### [What you have to do]
Every line of the data that includes "green" should be copied out.

### [Data to use]
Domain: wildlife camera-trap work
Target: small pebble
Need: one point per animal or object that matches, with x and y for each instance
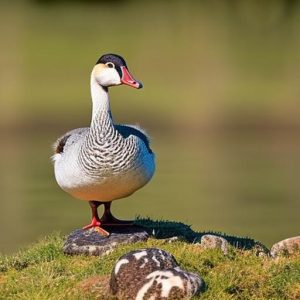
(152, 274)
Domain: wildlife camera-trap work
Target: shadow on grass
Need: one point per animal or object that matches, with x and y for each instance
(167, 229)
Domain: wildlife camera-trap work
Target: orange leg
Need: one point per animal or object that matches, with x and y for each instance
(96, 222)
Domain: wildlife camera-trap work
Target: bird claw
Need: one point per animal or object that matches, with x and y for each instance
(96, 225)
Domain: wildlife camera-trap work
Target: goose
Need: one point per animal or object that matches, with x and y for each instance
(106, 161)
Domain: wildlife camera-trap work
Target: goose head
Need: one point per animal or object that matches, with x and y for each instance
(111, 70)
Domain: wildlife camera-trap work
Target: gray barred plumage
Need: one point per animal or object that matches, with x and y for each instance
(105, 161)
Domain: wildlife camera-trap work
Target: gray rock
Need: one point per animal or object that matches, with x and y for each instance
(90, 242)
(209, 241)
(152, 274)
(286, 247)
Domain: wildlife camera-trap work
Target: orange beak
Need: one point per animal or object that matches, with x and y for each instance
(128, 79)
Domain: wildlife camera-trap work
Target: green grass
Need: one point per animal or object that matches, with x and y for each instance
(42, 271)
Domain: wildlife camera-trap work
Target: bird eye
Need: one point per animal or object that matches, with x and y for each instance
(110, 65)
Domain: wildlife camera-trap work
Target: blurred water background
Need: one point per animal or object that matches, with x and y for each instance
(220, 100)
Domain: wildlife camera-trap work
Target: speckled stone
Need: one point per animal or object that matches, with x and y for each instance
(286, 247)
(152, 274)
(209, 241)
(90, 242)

...

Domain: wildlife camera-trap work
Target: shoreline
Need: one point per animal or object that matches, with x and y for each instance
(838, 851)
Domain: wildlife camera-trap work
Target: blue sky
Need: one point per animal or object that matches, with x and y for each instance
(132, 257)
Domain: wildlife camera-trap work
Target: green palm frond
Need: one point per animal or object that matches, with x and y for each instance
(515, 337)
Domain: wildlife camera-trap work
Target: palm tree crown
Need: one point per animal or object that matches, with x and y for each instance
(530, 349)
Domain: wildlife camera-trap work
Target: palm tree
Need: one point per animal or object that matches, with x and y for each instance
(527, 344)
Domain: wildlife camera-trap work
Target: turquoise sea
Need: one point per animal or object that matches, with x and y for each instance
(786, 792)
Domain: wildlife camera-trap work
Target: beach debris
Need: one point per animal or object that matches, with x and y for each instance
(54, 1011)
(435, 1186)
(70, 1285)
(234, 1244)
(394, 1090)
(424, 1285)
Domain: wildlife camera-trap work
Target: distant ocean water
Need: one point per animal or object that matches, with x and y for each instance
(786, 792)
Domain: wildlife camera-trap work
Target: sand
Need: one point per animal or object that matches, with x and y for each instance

...

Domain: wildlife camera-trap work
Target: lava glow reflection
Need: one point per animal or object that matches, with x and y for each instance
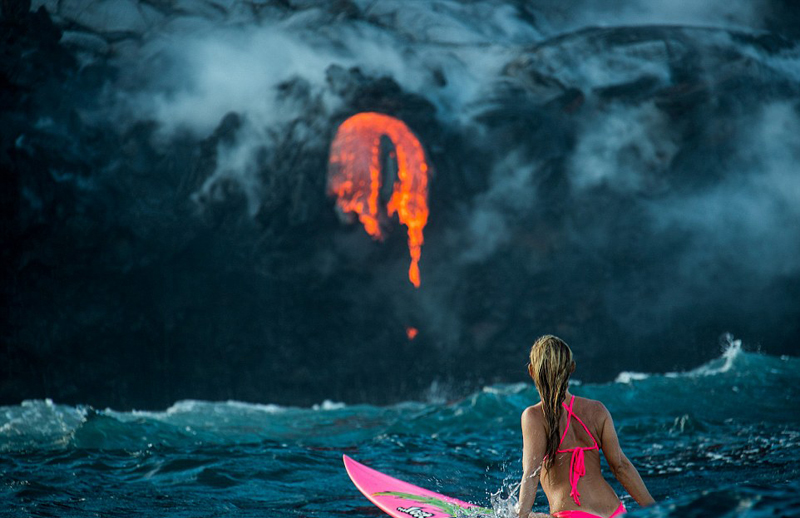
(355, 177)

### [Answer below]
Target: green grass
Target: green palm frond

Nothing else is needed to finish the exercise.